>>>>
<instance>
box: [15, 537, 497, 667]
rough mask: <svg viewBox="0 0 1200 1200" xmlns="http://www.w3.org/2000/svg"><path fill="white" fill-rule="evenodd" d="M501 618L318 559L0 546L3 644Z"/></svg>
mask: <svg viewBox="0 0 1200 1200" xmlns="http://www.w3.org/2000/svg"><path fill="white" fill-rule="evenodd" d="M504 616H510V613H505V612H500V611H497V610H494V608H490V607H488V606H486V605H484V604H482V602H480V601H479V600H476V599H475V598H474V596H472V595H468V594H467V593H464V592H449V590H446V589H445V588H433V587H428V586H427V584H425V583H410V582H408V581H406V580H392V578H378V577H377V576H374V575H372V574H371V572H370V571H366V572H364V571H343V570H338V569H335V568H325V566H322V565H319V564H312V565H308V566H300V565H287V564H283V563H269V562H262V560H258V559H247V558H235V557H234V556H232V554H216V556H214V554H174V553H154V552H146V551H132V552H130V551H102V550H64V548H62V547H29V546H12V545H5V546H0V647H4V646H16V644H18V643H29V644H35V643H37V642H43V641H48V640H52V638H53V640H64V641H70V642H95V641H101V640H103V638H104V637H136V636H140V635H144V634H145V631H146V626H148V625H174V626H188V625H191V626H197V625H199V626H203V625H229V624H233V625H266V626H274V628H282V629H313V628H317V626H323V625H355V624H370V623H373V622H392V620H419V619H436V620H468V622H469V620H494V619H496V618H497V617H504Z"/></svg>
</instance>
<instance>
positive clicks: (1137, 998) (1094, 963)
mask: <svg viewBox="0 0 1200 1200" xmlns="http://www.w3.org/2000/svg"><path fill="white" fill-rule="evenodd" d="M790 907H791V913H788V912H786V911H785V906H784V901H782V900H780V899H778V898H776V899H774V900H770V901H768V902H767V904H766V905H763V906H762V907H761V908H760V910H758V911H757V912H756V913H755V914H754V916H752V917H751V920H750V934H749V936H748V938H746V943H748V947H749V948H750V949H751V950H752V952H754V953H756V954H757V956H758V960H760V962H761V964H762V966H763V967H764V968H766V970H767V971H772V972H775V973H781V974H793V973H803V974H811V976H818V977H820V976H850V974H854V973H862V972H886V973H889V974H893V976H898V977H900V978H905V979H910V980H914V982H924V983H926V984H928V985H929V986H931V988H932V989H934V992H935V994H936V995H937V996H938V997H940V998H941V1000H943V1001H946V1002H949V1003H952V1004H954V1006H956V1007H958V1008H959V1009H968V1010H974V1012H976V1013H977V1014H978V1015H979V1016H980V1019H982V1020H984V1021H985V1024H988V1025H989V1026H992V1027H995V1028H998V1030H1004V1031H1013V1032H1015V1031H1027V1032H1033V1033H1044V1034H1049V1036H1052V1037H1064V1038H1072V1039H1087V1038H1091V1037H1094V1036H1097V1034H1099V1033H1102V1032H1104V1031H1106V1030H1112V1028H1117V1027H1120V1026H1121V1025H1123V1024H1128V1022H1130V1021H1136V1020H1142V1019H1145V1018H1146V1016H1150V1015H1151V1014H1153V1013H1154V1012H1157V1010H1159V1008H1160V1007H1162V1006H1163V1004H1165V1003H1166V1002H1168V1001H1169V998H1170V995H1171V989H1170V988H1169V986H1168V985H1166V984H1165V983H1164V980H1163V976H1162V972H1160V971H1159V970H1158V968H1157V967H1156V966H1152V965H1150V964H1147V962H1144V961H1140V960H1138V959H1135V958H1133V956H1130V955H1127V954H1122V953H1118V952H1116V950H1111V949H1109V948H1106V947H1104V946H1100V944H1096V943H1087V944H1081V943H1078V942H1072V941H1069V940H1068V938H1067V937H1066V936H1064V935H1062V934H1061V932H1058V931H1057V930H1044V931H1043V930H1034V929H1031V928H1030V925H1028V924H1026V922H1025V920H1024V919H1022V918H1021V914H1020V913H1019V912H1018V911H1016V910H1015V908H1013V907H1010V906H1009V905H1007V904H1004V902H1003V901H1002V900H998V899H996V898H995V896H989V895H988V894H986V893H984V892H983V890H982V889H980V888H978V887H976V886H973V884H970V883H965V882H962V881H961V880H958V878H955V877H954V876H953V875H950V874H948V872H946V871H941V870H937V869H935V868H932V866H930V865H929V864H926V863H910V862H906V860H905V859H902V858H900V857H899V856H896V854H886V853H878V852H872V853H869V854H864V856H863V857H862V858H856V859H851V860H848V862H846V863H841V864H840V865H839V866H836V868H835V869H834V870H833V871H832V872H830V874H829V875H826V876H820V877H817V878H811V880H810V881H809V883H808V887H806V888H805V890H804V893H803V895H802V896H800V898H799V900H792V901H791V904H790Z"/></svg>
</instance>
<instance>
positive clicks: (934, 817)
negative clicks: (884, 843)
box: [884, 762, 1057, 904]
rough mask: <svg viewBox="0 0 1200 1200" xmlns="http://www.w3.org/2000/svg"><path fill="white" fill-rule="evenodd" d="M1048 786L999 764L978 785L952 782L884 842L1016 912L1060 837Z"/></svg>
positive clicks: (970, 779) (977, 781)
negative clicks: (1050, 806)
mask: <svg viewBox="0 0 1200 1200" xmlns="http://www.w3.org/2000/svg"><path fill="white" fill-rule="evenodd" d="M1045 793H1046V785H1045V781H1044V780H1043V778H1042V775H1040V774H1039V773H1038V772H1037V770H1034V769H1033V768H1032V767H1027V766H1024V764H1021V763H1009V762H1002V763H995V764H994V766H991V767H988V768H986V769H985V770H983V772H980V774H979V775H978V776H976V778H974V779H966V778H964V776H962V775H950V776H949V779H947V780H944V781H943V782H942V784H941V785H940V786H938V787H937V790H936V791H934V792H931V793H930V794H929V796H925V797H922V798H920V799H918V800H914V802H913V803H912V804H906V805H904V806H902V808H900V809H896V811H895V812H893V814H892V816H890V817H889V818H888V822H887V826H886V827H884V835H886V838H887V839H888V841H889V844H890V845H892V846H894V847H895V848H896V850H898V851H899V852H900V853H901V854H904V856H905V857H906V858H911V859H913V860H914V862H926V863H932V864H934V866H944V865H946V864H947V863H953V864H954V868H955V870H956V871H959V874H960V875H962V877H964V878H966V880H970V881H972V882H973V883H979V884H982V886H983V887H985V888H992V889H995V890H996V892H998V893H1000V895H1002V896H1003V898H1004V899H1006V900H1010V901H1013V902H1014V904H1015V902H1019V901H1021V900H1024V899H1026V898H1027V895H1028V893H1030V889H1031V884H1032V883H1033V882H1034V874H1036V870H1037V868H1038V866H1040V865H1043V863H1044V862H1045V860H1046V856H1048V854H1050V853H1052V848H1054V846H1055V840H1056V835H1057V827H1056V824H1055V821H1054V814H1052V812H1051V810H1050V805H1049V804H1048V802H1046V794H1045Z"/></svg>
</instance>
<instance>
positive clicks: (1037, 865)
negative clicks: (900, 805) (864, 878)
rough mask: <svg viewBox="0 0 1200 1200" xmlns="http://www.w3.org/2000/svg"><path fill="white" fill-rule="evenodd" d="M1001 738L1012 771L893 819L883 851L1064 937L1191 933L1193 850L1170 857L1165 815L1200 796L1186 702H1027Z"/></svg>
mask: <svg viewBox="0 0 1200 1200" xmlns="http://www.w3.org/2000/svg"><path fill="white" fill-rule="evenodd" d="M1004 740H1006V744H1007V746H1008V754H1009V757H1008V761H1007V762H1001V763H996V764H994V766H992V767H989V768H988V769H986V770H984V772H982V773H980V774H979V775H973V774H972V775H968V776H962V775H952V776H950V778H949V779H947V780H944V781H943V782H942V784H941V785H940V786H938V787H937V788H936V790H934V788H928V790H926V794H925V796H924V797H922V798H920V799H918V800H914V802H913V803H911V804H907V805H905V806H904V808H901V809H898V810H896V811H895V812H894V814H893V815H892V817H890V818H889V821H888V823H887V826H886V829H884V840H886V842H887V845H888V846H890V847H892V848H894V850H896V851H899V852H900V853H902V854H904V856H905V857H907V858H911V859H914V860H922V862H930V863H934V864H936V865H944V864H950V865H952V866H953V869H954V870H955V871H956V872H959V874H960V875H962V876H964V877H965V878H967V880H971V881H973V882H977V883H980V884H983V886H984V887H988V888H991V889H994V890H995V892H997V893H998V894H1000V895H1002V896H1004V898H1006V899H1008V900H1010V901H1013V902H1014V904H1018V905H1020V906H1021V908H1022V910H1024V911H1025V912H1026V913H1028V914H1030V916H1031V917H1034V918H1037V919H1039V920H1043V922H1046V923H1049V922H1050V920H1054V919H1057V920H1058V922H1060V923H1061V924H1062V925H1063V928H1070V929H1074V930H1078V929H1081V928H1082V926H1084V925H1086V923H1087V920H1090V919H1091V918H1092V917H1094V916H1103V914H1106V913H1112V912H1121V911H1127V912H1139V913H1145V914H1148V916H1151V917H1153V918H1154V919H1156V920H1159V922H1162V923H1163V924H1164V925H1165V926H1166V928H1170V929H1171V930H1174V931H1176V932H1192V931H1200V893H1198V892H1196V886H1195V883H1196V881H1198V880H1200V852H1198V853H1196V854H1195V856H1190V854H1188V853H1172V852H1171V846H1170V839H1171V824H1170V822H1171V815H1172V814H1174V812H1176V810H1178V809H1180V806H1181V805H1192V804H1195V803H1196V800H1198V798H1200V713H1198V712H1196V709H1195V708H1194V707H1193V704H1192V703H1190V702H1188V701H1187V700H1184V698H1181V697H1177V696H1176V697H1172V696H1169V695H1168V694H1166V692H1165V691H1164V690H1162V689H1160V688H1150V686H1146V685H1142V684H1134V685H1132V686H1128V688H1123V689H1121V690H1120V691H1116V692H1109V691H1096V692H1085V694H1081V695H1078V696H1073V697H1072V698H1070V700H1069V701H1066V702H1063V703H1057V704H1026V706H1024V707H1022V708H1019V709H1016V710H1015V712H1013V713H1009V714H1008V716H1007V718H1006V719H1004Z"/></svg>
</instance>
<<<<
▸ Work instructions
In the entries above, the lines between the one holding "positive clicks: (1037, 865)" and the one holding "negative clicks: (900, 805) (864, 878)", inclusive, are to be printed exactly as written, and those alone.

▸ Response to this task
positive clicks: (1037, 865)
negative clicks: (900, 805) (864, 878)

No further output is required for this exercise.